**TASK ITEM**
The result must match the data exactly, line for line.

**RAW DATA**

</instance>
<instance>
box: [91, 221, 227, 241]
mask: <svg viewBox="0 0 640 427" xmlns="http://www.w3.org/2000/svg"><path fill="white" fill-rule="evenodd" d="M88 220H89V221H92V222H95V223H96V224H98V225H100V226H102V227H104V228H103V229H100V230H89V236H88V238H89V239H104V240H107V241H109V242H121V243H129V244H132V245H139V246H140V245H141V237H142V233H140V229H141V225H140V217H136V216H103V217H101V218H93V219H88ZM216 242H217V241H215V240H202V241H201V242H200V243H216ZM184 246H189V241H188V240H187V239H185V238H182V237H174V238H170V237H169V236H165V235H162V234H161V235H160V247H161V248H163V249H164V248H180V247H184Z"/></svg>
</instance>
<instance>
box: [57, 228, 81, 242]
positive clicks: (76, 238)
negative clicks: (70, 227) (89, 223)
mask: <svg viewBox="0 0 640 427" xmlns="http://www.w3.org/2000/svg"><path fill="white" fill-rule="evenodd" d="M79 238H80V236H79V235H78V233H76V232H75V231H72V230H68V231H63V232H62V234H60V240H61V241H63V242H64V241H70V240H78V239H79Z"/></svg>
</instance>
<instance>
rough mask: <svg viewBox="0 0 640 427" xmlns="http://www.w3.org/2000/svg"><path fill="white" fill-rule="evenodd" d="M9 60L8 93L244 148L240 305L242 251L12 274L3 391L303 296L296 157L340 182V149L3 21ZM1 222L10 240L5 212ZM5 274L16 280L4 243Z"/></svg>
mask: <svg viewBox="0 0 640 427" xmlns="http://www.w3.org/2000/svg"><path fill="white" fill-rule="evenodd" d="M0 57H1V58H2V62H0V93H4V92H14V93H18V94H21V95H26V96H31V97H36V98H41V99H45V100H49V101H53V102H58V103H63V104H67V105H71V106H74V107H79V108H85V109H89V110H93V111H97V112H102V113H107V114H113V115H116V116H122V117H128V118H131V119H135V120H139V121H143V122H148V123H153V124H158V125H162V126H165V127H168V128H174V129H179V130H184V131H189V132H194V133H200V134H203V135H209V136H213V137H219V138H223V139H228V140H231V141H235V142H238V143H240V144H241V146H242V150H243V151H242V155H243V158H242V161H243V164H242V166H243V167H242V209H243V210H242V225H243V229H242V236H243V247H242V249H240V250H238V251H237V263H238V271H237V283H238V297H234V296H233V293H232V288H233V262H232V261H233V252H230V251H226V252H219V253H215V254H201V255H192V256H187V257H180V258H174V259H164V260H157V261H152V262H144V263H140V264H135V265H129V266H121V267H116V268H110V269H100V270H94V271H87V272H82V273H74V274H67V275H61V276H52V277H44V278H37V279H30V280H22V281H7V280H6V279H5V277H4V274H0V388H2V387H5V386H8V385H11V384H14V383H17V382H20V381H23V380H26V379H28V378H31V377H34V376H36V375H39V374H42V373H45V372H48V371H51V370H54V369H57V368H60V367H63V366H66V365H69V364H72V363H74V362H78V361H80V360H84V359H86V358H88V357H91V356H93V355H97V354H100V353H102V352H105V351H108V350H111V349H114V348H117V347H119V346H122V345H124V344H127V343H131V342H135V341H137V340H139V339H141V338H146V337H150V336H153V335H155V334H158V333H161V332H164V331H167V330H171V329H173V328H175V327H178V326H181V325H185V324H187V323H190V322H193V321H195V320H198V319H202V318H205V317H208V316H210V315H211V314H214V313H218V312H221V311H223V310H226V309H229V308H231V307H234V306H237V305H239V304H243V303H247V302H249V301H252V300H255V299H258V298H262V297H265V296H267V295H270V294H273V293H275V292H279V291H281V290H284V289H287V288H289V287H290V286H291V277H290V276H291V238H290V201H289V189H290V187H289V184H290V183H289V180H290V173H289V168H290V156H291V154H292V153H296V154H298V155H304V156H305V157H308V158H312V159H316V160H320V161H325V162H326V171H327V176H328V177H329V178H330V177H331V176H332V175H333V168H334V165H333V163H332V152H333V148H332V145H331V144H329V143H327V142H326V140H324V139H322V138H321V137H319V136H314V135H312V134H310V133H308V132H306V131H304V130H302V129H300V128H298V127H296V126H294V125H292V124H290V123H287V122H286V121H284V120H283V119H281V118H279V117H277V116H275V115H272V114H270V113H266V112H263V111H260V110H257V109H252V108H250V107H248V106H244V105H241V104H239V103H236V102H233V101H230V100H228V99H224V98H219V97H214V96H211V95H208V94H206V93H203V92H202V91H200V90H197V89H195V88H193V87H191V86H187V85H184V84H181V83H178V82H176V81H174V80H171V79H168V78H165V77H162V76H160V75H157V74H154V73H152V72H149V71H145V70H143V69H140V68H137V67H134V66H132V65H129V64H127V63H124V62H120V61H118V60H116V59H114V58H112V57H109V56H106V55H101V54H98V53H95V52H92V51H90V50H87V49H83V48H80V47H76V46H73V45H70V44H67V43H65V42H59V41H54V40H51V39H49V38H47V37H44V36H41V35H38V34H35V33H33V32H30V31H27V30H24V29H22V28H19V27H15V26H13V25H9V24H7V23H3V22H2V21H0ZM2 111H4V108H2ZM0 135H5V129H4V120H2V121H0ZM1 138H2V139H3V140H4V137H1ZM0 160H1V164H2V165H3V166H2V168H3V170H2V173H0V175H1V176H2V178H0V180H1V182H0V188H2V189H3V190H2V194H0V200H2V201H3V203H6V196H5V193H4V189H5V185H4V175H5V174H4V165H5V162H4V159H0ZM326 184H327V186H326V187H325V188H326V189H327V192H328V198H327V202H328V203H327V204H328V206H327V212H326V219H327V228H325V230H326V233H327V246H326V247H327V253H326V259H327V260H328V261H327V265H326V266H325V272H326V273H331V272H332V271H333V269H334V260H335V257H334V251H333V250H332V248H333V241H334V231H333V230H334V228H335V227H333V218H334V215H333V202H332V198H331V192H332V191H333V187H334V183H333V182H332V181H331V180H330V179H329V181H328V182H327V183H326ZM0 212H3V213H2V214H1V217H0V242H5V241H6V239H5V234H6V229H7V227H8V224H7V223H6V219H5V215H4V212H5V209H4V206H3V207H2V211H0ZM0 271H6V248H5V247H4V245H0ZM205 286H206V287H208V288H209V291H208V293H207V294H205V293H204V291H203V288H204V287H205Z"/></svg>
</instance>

**SOLUTION TO THE PROBLEM**
</instance>
<instance>
box: [91, 221, 227, 241]
mask: <svg viewBox="0 0 640 427" xmlns="http://www.w3.org/2000/svg"><path fill="white" fill-rule="evenodd" d="M88 220H89V221H92V222H95V223H96V224H98V225H100V226H102V227H104V228H103V229H100V230H89V236H88V238H89V239H104V240H107V241H109V242H121V243H129V244H132V245H139V246H140V245H141V237H142V233H140V229H141V225H140V217H136V216H103V217H101V218H93V219H88ZM216 242H217V241H215V240H202V241H201V242H200V243H216ZM184 246H189V241H188V240H187V239H185V238H182V237H174V238H170V237H169V236H165V235H162V234H161V235H160V247H161V248H163V249H164V248H180V247H184Z"/></svg>
</instance>
<instance>
box: [57, 228, 81, 242]
positive clicks: (76, 238)
negative clicks: (70, 227) (89, 223)
mask: <svg viewBox="0 0 640 427" xmlns="http://www.w3.org/2000/svg"><path fill="white" fill-rule="evenodd" d="M79 238H80V236H79V235H78V233H76V232H75V231H72V230H68V231H63V232H62V234H60V240H61V241H63V242H64V241H70V240H78V239H79Z"/></svg>
</instance>
<instance>
rough mask: <svg viewBox="0 0 640 427" xmlns="http://www.w3.org/2000/svg"><path fill="white" fill-rule="evenodd" d="M9 60L8 93L244 148L240 305L242 251L12 274L3 391L303 296L296 157L340 182V149L3 21ZM1 222L10 240L5 212ZM5 274L16 280L4 243Z"/></svg>
mask: <svg viewBox="0 0 640 427" xmlns="http://www.w3.org/2000/svg"><path fill="white" fill-rule="evenodd" d="M0 57H1V58H2V62H0V93H4V92H14V93H18V94H21V95H26V96H31V97H36V98H41V99H45V100H49V101H53V102H58V103H63V104H67V105H71V106H74V107H79V108H85V109H89V110H93V111H97V112H102V113H107V114H113V115H116V116H122V117H128V118H131V119H135V120H139V121H143V122H148V123H153V124H158V125H162V126H165V127H168V128H174V129H179V130H184V131H189V132H194V133H200V134H203V135H209V136H213V137H219V138H223V139H228V140H231V141H235V142H238V143H240V144H241V146H242V150H243V151H242V155H243V158H242V161H243V164H242V166H243V167H242V209H243V210H242V225H243V229H242V236H243V247H242V249H240V250H238V251H237V263H238V271H237V283H238V297H234V296H233V293H232V288H233V262H232V261H233V252H230V251H226V252H219V253H215V254H201V255H192V256H187V257H180V258H174V259H164V260H157V261H152V262H144V263H140V264H135V265H129V266H121V267H116V268H110V269H100V270H94V271H87V272H82V273H74V274H67V275H61V276H52V277H44V278H37V279H30V280H22V281H7V280H6V279H5V277H4V274H0V388H2V387H5V386H8V385H11V384H14V383H17V382H20V381H23V380H26V379H28V378H31V377H34V376H36V375H39V374H42V373H45V372H48V371H51V370H54V369H57V368H60V367H63V366H66V365H69V364H72V363H74V362H78V361H80V360H84V359H86V358H88V357H91V356H93V355H97V354H100V353H102V352H105V351H108V350H111V349H114V348H117V347H119V346H122V345H124V344H127V343H131V342H135V341H137V340H139V339H141V338H146V337H150V336H153V335H155V334H158V333H161V332H164V331H167V330H171V329H173V328H175V327H178V326H181V325H185V324H187V323H190V322H193V321H195V320H198V319H202V318H205V317H208V316H210V315H211V314H214V313H218V312H221V311H223V310H226V309H229V308H231V307H234V306H237V305H239V304H243V303H247V302H249V301H252V300H255V299H258V298H262V297H265V296H267V295H270V294H273V293H275V292H279V291H281V290H284V289H287V288H289V287H290V286H291V277H290V276H291V238H290V201H289V189H290V187H289V184H290V183H289V180H290V173H289V168H290V156H291V154H292V153H296V154H298V155H304V156H305V157H308V158H312V159H316V160H320V161H325V162H326V171H327V176H328V177H329V178H330V177H331V176H332V175H333V168H334V165H333V163H332V152H333V148H332V145H331V144H329V143H327V142H326V140H324V139H322V138H321V137H319V136H314V135H312V134H310V133H308V132H306V131H304V130H302V129H300V128H298V127H296V126H294V125H292V124H290V123H287V122H286V121H284V120H283V119H281V118H279V117H277V116H275V115H272V114H270V113H266V112H263V111H260V110H257V109H252V108H250V107H248V106H244V105H241V104H239V103H236V102H233V101H230V100H228V99H224V98H219V97H214V96H211V95H208V94H206V93H203V92H202V91H200V90H197V89H195V88H193V87H191V86H187V85H184V84H181V83H178V82H176V81H174V80H171V79H168V78H165V77H162V76H160V75H157V74H154V73H152V72H149V71H145V70H143V69H140V68H137V67H134V66H132V65H129V64H127V63H124V62H120V61H118V60H116V59H114V58H112V57H109V56H106V55H101V54H98V53H95V52H92V51H90V50H87V49H83V48H80V47H76V46H73V45H70V44H67V43H65V42H59V41H54V40H51V39H49V38H47V37H44V36H41V35H38V34H35V33H33V32H30V31H27V30H24V29H22V28H19V27H15V26H13V25H9V24H7V23H3V22H2V21H0ZM2 111H4V108H2ZM0 135H5V129H4V120H2V121H0ZM1 138H2V139H3V140H4V137H1ZM0 160H1V164H2V165H3V166H2V168H3V170H2V173H0V175H1V176H2V178H0V180H1V182H0V188H2V189H3V190H2V194H0V200H2V201H3V203H6V196H5V193H4V189H5V185H4V175H5V174H4V165H5V162H4V159H0ZM326 184H327V186H326V187H325V188H326V189H327V192H328V198H327V202H328V203H327V204H328V206H327V212H326V219H327V228H325V230H326V233H327V246H326V247H327V253H326V259H327V260H328V261H327V265H326V266H325V272H326V273H331V272H332V271H333V269H334V260H335V257H334V251H333V250H332V248H333V241H334V231H333V230H334V228H335V227H333V218H334V215H333V202H332V198H331V192H332V191H333V187H334V183H333V182H332V181H331V180H330V179H329V181H328V182H327V183H326ZM0 212H3V213H2V214H1V217H0V242H5V241H6V239H5V234H6V229H7V227H8V224H7V223H6V219H5V215H4V212H5V209H4V206H3V207H2V211H0ZM0 271H6V248H5V247H4V245H0ZM205 286H206V287H208V288H209V291H208V293H207V294H205V293H204V291H203V288H204V287H205Z"/></svg>
</instance>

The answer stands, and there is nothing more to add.